• [REQUEST]: Retype all the records with nothing changed.

##### EXCERPTED DATA #####

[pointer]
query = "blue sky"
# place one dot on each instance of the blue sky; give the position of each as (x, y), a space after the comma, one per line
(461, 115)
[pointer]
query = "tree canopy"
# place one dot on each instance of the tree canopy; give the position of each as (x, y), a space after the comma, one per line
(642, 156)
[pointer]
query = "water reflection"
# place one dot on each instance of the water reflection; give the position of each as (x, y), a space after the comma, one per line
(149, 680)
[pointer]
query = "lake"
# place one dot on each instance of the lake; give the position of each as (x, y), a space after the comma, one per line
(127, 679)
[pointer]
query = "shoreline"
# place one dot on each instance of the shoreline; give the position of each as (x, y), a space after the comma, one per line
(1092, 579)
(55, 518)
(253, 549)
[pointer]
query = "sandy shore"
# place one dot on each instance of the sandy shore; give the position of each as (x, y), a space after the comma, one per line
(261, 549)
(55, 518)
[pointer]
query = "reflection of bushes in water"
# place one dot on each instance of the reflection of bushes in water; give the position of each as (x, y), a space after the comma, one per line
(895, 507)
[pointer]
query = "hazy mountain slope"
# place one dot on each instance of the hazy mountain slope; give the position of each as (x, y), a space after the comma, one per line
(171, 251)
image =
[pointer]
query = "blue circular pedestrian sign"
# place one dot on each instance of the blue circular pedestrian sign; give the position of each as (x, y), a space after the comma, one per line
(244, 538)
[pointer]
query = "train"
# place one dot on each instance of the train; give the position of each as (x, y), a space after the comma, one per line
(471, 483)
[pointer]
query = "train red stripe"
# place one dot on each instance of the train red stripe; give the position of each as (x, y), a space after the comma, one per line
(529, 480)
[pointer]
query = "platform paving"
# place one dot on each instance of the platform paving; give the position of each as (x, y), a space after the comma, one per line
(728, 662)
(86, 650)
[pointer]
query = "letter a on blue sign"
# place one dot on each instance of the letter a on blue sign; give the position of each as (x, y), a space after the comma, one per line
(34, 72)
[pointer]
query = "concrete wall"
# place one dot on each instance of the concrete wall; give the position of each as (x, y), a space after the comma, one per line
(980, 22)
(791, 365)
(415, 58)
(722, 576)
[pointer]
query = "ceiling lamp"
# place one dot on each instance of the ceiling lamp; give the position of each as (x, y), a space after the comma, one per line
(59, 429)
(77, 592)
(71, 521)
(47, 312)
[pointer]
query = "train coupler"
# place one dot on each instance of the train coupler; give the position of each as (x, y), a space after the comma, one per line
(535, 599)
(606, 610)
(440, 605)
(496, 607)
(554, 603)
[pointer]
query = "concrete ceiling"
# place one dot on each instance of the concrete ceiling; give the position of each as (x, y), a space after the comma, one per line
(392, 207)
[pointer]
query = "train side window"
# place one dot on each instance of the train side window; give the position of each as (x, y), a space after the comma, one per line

#####

• [ANSWER TO THIS PROBLEM]:
[pointer]
query = "blue sky"
# place one dot on each instance of the blue sky; give the position of each as (x, y), a space after the comma, one per line
(461, 115)
[pointer]
query = "tree canopy"
# place one dot on each instance of the tree canopy; give the position of each as (x, y), a space after the comma, one per line
(642, 156)
[pointer]
query = "water reflection"
# place one dot on each instance of the water reflection; give the position of each as (x, y), a space after the comma, one per line
(149, 680)
[pointer]
query = "lake"
# place one dot on each instance of the lake; give the position of each as (x, y), a space after the comma, one per line
(127, 679)
[pointer]
query = "shoreline"
# place one dot on each instance of the shoreline; give the position of each as (x, y), a space after the comma, one per line
(1092, 579)
(55, 518)
(253, 549)
[pointer]
query = "sandy shore"
# place one dot on each instance of the sandy shore; give the position of each as (x, y), a space after the comma, one per line
(261, 549)
(55, 518)
[pointer]
query = "reflection of bushes in water"
# place one dot on each instance of the reflection of bushes in water; give the position of each as (x, y), a space after the comma, one per line
(895, 507)
[pointer]
query = "hazy mountain slope"
# place one dot on each instance of the hazy mountain slope; give the position of each as (x, y), a space after the comma, one per line
(171, 251)
image =
[pointer]
query = "blue circular pedestrian sign"
# place one dot on each instance of the blue circular pedestrian sign; give the position of each as (x, y), a space after the comma, one per line
(244, 538)
[pointer]
query = "train"
# place one dot on each instance of the train; give the position of each as (x, y), a space after the comma, one per line
(471, 483)
[pointer]
query = "train red stripe"
# place one dot on each instance of the train red stripe; give the position of each as (x, y), a space after the comma, one per line
(529, 480)
[pointer]
query = "platform paving"
# place one dot on each instance of the platform paving; give the position of each as (x, y), a space after the comma, one per line
(728, 662)
(86, 650)
[pointer]
query = "letter a on blue sign"
# place one dot on each instance of the letter a on blue sign; give the position of each as (x, y), a space after the comma, one per line
(34, 72)
[pointer]
query = "concrete wall"
# place one dot on each instance of the concrete wall; give the position of each as (x, y), a space after the comma, one per line
(980, 22)
(791, 365)
(415, 58)
(722, 576)
[pointer]
query = "ceiling lamp"
# place one dot on each instance of the ceiling lamp; give the position of each as (x, y), a space after the comma, one per line
(59, 429)
(77, 592)
(71, 521)
(47, 312)
[pointer]
query = "train coupler"
# place one dot on each instance of the train coupler; give the position of each as (x, y), a space after the comma, one per line
(535, 599)
(606, 610)
(440, 605)
(496, 607)
(554, 603)
[pointer]
query = "concrete ceiling"
# place one dot on each instance of the concrete ceiling; give the position of each as (x, y), a space after the comma, one per line
(392, 207)
[pointer]
query = "train side window"
# place one dot on each instance of the train side window; give the position of each as (x, y), a space after the comma, one per line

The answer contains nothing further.